▽

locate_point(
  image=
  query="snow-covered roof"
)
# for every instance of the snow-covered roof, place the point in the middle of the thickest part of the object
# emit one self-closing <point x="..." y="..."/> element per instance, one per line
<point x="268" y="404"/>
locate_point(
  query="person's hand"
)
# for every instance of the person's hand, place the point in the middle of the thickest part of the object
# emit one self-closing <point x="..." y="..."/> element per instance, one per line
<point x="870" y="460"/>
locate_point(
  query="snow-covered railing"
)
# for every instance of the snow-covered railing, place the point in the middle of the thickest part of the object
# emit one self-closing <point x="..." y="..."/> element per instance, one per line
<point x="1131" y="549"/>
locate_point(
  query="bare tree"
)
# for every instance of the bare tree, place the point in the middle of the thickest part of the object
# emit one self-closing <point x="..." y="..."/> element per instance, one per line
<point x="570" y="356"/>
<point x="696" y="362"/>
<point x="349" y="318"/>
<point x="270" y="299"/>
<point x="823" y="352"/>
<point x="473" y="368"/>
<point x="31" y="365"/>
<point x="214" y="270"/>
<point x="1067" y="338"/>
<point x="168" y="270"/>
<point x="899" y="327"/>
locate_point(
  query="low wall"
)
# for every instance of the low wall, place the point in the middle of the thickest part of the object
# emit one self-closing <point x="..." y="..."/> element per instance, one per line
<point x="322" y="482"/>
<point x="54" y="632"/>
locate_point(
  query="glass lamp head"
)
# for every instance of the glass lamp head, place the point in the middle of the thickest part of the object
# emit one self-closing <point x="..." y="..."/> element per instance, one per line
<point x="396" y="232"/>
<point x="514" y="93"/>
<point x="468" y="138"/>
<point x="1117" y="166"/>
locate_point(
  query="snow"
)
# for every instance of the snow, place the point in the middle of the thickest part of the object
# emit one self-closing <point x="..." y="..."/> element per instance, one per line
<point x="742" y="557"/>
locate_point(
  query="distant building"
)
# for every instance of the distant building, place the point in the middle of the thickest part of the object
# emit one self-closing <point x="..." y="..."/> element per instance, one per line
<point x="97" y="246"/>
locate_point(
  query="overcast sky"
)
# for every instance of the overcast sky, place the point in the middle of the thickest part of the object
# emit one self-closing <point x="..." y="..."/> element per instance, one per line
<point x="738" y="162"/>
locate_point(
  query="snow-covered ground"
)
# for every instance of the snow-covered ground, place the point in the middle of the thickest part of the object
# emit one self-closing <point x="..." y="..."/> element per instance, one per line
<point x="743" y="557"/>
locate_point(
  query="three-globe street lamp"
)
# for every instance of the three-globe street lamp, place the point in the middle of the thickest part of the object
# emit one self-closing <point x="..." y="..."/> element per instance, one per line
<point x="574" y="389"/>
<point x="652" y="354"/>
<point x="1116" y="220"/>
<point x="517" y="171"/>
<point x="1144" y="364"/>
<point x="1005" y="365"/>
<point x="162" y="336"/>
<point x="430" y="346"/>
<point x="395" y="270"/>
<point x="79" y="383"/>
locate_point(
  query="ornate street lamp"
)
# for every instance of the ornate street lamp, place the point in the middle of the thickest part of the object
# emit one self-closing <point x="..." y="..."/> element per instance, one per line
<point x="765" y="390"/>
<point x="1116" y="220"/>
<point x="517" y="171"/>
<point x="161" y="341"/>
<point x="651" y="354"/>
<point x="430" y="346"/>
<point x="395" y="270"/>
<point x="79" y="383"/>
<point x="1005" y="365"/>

△

> _What this task involves_
Reproduce the listing above character for character.

> _Response box_
locate_point(
  image=
  query="snow-covered roof"
)
# for every instance of the snow-covered roof, place the point in the middle of the thickest part of the object
# emit one self-closing <point x="..." y="..."/> element per instance, one per line
<point x="268" y="404"/>
locate_point(
  query="person's hand"
)
# for every instance of the person's hand, place the point in the middle of the thickest part of the object
# emit one self-closing <point x="..." y="..."/> element per instance, one per line
<point x="870" y="460"/>
locate_point(
  query="snow-covered railing"
)
# for every instance of the snow-covered railing, place the point in the middle of the thickest part of the object
# emit one self-closing <point x="..." y="..."/> element per instance, one per line
<point x="1131" y="549"/>
locate_point(
  query="bare tree"
)
# for every instance of the bare tree, place the point in the middle of the thickest part of the object
# emit one self-closing <point x="..." y="..."/> element per instance, one per line
<point x="570" y="356"/>
<point x="696" y="362"/>
<point x="349" y="318"/>
<point x="270" y="299"/>
<point x="823" y="352"/>
<point x="473" y="368"/>
<point x="31" y="365"/>
<point x="214" y="270"/>
<point x="1067" y="338"/>
<point x="168" y="270"/>
<point x="899" y="327"/>
locate_point(
  query="low wall"
)
# for every instance of the low wall, place the point in the middle of the thickest part of the object
# emit one self-closing <point x="..." y="..."/> element per instance, one per line
<point x="322" y="482"/>
<point x="54" y="632"/>
locate_point(
  query="glass lamp head"
)
# for every instance of the glass lamp head, place the point in the middle of the thickest part of the object
# emit one self-closing <point x="..." y="..."/> element per instance, one per line
<point x="396" y="232"/>
<point x="514" y="93"/>
<point x="468" y="138"/>
<point x="1117" y="166"/>
locate_point(
  query="snow"
)
# for every instance of the snow, place the point in the middle of the thickest part of the object
# emit one self-closing <point x="..." y="..."/> element per instance, one per line
<point x="742" y="557"/>
locate_point(
  query="distant building"
)
# for every instance of the distant building, place the point in the middle of the thickest part of the object
# emit one self-closing <point x="..." y="..."/> element per instance, one per line
<point x="97" y="246"/>
locate_point(
  query="overcast sky"
)
# for every instance of the overcast sky, place the point in the middle of the thickest part of the object
# emit one self-closing <point x="..." y="..."/> element per instance, one per line
<point x="738" y="162"/>
locate_point(
  query="snow-covered ground"
)
# for every instance of the snow-covered ground, place the point in the middle of the thickest part of the object
# emit one self-closing <point x="..." y="..."/> element per instance, one per line
<point x="743" y="557"/>
locate_point(
  query="three-globe street lamp"
)
# for every instance of the three-globe street lamp, place the point in the middle of the thickest part of the object
# emit one self-closing <point x="..." y="..."/> element per instance, one per line
<point x="574" y="389"/>
<point x="652" y="354"/>
<point x="1116" y="220"/>
<point x="517" y="171"/>
<point x="1144" y="364"/>
<point x="1005" y="365"/>
<point x="162" y="336"/>
<point x="430" y="346"/>
<point x="395" y="270"/>
<point x="79" y="383"/>
locate_point(
  query="ornate street lamp"
)
# for every instance of the ornate street lamp, place the point in the middle of the thickest part of the object
# emit one self-closing <point x="..." y="..."/> element per instance, one per line
<point x="765" y="390"/>
<point x="1116" y="220"/>
<point x="517" y="171"/>
<point x="161" y="341"/>
<point x="651" y="354"/>
<point x="430" y="346"/>
<point x="395" y="270"/>
<point x="79" y="383"/>
<point x="1005" y="365"/>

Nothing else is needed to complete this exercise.